**Work instructions**
Please count the lines in the listing below where the word "seen" appears. Give the number only.
+++ Task material +++
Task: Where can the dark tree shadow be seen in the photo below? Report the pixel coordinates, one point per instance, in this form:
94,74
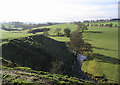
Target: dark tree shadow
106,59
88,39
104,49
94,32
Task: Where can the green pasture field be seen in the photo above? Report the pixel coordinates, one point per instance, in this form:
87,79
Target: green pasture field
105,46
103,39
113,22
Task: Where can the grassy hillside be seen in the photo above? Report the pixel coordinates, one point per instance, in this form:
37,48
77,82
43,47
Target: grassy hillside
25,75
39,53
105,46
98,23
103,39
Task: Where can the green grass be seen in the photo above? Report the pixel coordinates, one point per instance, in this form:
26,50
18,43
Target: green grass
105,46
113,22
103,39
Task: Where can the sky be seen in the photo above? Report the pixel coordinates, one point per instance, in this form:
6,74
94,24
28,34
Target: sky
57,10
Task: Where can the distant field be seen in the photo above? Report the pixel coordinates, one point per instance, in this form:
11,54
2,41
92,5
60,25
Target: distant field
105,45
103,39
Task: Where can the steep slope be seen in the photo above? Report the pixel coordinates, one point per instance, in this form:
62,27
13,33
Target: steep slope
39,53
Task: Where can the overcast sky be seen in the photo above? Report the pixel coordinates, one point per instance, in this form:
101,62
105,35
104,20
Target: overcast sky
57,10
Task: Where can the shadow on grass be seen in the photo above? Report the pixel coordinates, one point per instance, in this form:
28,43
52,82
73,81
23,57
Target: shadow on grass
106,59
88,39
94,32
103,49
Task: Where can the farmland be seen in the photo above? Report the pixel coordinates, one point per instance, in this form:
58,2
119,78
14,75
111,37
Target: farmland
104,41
+++
+++ Task material +++
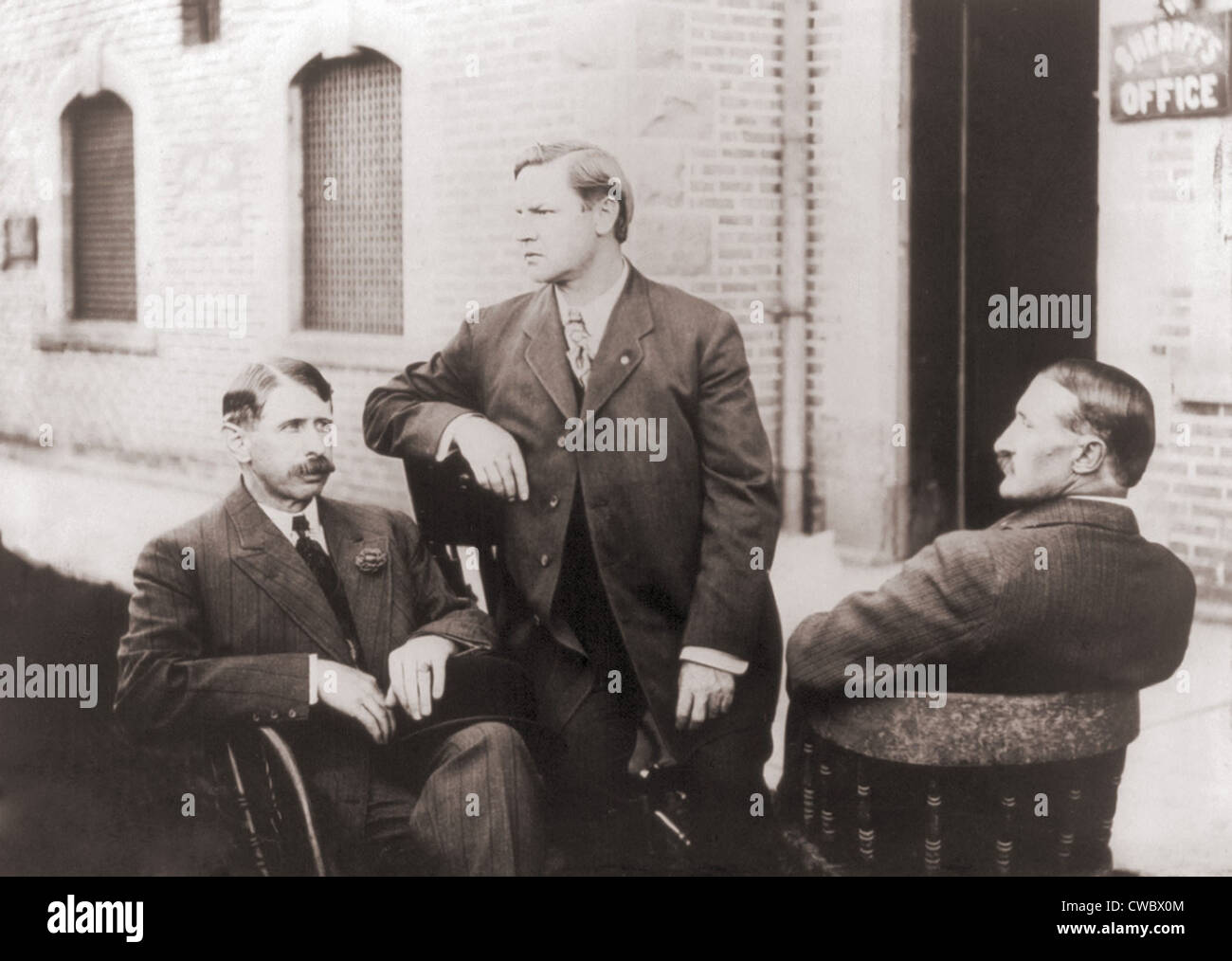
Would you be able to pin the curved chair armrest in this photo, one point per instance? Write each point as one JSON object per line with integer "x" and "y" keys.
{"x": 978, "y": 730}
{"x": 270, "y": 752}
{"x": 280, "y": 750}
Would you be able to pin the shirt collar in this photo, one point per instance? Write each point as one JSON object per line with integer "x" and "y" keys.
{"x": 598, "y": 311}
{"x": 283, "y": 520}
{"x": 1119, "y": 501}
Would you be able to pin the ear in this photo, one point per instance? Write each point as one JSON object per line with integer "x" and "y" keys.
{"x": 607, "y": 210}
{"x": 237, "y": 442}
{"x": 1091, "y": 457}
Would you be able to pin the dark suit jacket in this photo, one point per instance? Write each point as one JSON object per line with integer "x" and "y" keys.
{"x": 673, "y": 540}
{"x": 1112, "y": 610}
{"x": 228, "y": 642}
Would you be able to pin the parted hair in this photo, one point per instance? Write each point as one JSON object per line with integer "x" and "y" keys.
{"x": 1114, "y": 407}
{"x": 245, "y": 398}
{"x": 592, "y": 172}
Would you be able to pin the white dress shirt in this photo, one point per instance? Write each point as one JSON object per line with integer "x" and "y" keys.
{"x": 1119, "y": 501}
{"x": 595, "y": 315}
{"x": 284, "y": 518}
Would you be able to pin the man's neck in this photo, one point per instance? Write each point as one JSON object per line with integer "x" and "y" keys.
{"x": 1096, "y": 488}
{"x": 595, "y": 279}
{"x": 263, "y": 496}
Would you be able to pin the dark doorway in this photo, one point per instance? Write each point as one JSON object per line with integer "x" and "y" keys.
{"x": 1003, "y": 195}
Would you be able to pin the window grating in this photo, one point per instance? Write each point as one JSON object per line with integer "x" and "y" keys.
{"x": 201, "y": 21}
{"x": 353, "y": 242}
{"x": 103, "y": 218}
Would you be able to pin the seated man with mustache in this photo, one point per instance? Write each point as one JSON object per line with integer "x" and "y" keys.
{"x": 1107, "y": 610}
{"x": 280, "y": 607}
+++
**Solution for this task**
10